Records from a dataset
+++++

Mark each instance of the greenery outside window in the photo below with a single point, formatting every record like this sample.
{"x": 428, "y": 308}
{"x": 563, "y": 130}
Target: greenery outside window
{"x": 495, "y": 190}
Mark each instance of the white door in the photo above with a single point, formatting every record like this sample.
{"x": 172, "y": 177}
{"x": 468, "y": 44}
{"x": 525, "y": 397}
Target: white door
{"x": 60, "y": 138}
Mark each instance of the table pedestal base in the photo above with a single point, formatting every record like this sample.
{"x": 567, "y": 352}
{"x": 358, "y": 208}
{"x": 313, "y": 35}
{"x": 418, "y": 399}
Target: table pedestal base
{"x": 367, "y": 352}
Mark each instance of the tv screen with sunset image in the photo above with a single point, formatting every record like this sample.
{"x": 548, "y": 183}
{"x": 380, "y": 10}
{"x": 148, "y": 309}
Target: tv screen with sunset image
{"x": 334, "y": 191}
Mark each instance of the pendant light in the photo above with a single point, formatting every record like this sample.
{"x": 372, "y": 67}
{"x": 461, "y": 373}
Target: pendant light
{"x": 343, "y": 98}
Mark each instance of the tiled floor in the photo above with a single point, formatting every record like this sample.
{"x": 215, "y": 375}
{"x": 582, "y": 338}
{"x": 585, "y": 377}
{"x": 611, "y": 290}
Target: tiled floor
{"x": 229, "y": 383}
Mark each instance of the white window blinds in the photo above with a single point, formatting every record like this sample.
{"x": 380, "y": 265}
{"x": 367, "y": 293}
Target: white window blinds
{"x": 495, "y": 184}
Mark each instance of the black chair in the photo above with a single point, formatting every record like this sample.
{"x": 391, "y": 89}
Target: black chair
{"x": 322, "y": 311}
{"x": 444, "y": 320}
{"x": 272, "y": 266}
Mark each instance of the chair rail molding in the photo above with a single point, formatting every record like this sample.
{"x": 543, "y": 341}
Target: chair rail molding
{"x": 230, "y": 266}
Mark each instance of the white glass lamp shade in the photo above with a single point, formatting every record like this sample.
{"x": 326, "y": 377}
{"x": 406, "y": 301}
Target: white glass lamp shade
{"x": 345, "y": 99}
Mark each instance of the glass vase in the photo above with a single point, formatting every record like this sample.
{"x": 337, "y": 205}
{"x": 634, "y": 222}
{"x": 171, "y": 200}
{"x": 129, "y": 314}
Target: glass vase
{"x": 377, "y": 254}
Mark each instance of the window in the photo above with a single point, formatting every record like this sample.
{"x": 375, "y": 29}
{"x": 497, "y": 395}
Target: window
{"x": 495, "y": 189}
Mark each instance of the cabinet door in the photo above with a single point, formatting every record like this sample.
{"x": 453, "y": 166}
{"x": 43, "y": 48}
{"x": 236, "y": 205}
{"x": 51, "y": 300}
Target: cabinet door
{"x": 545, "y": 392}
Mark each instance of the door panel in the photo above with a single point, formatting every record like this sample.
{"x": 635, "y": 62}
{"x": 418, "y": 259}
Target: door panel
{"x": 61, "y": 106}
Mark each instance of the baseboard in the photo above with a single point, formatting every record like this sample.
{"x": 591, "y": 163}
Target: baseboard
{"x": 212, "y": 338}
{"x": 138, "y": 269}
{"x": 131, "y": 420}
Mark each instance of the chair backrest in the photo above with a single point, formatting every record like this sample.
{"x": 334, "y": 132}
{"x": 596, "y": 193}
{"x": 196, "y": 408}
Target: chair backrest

+++++

:: OBJECTIVE ::
Express the lines as a JSON list of strings, one string per line, leaving out any blank lines. Begin at the line that has "Mark each instance of the baseboard" and stop at the end of the records.

:: RESPONSE TO THE TASK ::
[
  "Mark each instance of the baseboard in the photo above with a single point, formatting every record like this sample.",
  "{\"x\": 591, \"y\": 163}",
  "Target: baseboard",
  "{\"x\": 212, \"y\": 338}",
  "{\"x\": 138, \"y\": 269}",
  "{\"x\": 131, \"y\": 420}",
  "Mark each instance of the chair backrest in the photo above with a single point, formatting every record like this sample.",
  "{\"x\": 334, \"y\": 132}",
  "{\"x\": 596, \"y\": 193}",
  "{\"x\": 196, \"y\": 408}",
  "Target: chair backrest"
]